-- WORK REQUEST --
Reproduce the article header and abstract on patient web portals and disease management word for word.

-- EXCERPTED TEXT --
Patient web portals, disease management, and primary prevention
Received 16 December 2016
Accepted for publication 1 February 2017
Published 7 April 2017 Volume 2017:10 Pages 33—40
Checked for plagiarism Yes
Review by Single-blind
Peer reviewers approved by Dr Colin Mak
Peer reviewer comments 2
Editor who approved publication: Dr Kent Rondeau
Steven S Coughlin,1 Judith J Prochaska,2 Lovoria B Williams,3 Gina M Besenyi,1 Vahé Heboyan,1 D Stephen Goggans,4 Wonsuk Yoo,5 Gianluca De Leo1
1Department of Clinical and Digital Health Sciences, College of Allied Health Sciences, Augusta University, Augusta, GA, 2Department of Medicine, Stanford Prevention Research Center, Stanford University, Stanford, CA, 3Department of Biobehavioral Nursing, College of Nursing, Augusta University, 4Department of Public Health, East Central Health District, 5Institute of Public and Preventive Health, Augusta University, Augusta, GA, USA
Background: Efforts aimed at health care reform and continued advances in information technologies have prompted interest among providers and researchers in patient web portals. Patient web portals are password-protected online websites that offer the patients 24-hour access to personal health information from anywhere with an Internet connection.

Extracted data entries:
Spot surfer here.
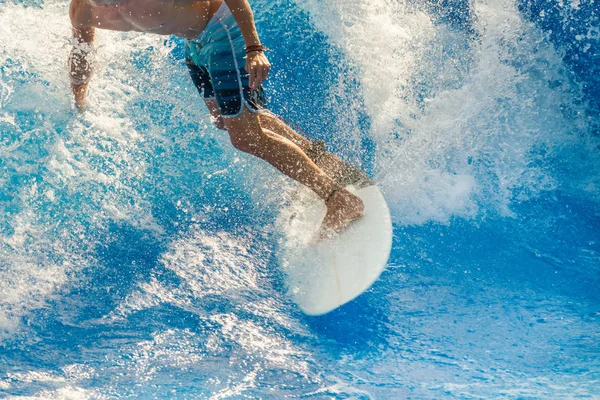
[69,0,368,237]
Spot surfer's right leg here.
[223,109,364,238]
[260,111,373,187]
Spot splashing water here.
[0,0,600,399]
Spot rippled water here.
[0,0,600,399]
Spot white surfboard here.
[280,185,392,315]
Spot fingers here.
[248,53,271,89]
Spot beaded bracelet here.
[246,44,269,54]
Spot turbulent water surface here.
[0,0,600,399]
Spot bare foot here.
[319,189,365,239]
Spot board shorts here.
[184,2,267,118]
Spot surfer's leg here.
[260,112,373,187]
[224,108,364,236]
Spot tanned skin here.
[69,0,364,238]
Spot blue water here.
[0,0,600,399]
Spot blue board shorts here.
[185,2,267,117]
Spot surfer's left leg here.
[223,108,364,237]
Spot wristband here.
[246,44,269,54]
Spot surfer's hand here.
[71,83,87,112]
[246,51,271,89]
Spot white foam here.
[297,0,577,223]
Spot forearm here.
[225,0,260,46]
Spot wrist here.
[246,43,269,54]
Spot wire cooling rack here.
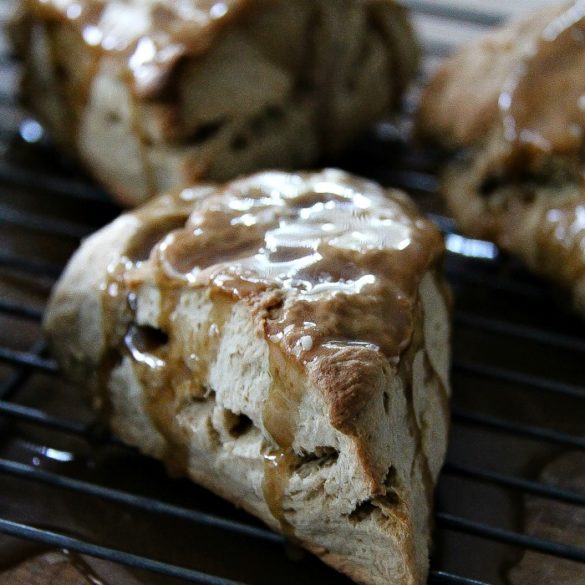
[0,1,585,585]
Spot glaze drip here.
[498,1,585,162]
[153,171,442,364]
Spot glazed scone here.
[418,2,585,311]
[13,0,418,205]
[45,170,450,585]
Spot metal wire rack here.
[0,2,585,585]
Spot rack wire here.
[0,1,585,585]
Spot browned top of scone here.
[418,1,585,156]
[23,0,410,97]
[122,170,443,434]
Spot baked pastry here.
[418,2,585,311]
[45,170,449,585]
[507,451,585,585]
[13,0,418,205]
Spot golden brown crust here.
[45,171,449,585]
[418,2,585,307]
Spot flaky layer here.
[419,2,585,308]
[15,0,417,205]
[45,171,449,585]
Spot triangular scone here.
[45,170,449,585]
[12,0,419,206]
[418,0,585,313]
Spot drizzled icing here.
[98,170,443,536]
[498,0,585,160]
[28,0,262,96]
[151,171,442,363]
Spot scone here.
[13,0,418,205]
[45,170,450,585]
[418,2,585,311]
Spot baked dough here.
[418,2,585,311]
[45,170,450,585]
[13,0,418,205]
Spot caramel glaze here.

-- EXERCISE RESULT --
Patient web portals, disease management, and primary prevention
Received 16 December 2016
Accepted for publication 1 February 2017
Published 7 April 2017 Volume 2017:10 Pages 33—40
Checked for plagiarism Yes
Review by Single-blind
Peer reviewers approved by Dr Colin Mak
Peer reviewer comments 2
Editor who approved publication: Dr Kent Rondeau
Steven S Coughlin,1 Judith J Prochaska,2 Lovoria B Williams,3 Gina M Besenyi,1 Vahé Heboyan,1 D Stephen Goggans,4 Wonsuk Yoo,5 Gianluca De Leo1
1Department of Clinical and Digital Health Sciences, College of Allied Health Sciences, Augusta University, Augusta, GA, 2Department of Medicine, Stanford Prevention Research Center, Stanford University, Stanford, CA, 3Department of Biobehavioral Nursing, College of Nursing, Augusta University, 4Department of Public Health, East Central Health District, 5Institute of Public and Preventive Health, Augusta University, Augusta, GA, USA
Background: Efforts aimed at health care reform and continued advances in information technologies have prompted interest among providers and researchers in patient web portals. Patient web portals are password-protected online websites that offer the patients 24-hour access to personal health information from anywhere with an Internet connection.